(Requirements)
Pick up the piece on self-funding a PhD after its final sentence and carry it forward in the same voice.

(Extract to read)
The 'I never think of money as an issue' sums up my PhD experience, from dealing with supervisors/full time academics, to fellow PhDs with scholarships and family backing.  From my trying to explain why I had to hurry up and finish, to why further archival research or conferences weren't on the cards. And now to explaining why barring some kind of divine intervention that chasing an academic career indefinitely, without secure employment, wasn't going to be possible. 


Money. It makes the world go around, and if you have it you don't notice. It is also the biggest gatekeeper to academic success.

As a self-funded PhD student there's the stigma also that it makes me "lesser" somehow. In the same way that I see Independent scholars regarded as "lesser" when in fact those of us somehow supporting ourselves financially whether as students or later as scholars should actually be respected for juggling both finance and a life/job that is outside the academic and still producing our thesis/work. However that isn't the case, we're viewed as the 'not quite good enough' be it for a scholarship or a job. Personally I'd doff my ridiculous graduation hat ten times to all my fellow self funders. At best/worst I juggled teaching and 3 part time jobs. At worst I was getting by on one zero hours, minimum wage job. It impacts everything, not only your research as above but the rest of your life. I turned down social engagements because I was watching every penny, I constantly traded off what I needed-new clothes or one more book? visit friends of stow money for a conference? Friendships suffer for it, relationships suffer (or cease to exist) family relationships are strained. Because you take the most stressful academic endeavour imaginable, and add the stress and strain of money issues. And money issues without a safety net.

(Material)

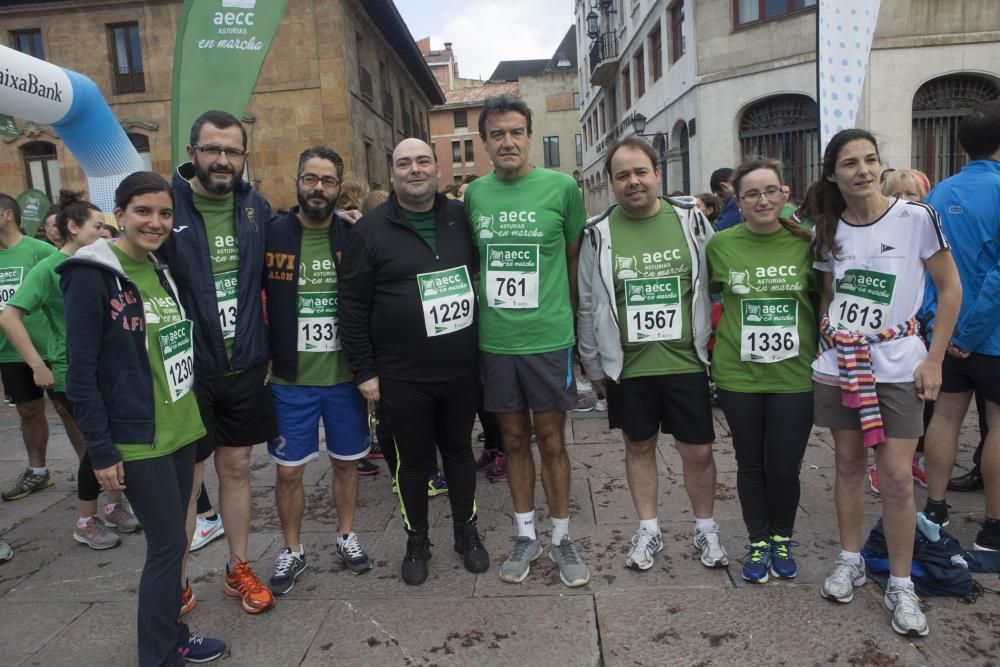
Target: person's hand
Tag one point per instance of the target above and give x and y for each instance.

(Written response)
That lack of safety net is the crucial thing for working class students. For others, sure there will be tough financial times, none of us are rich doing a PhD. But for those from better-off backgrounds there is always a safety net of family financial security. I, and many others do not have that. My Mum, already past retirement age was like me working for minimum wage on a zero hours contract during my PhD. Then the company went bust. Just like that, things go from precarious to even worse. And add to this the pressure and the guilt. The guilt that I having worked hard and trained should be helping out my Mum in this situation, not relying on her for a roof over my head. I paid my way, I took that roof over my head yes, but I paid my way, and every step of the way I was racked with guilt that I wasn't providing for my Mum. All the conversations about money were me saying 'I wish I could help more' or 'One day I will help more' There was no question of relying on a fall back at home because one didn't exist. It's a scary place to be balancing without that safety net. And a miserable one when those who are so used to having it fail to understand. And let's face it, self-selection means that those at the top of the pyramid academically also have a high percentile of those with large (parental or partner) income brackets.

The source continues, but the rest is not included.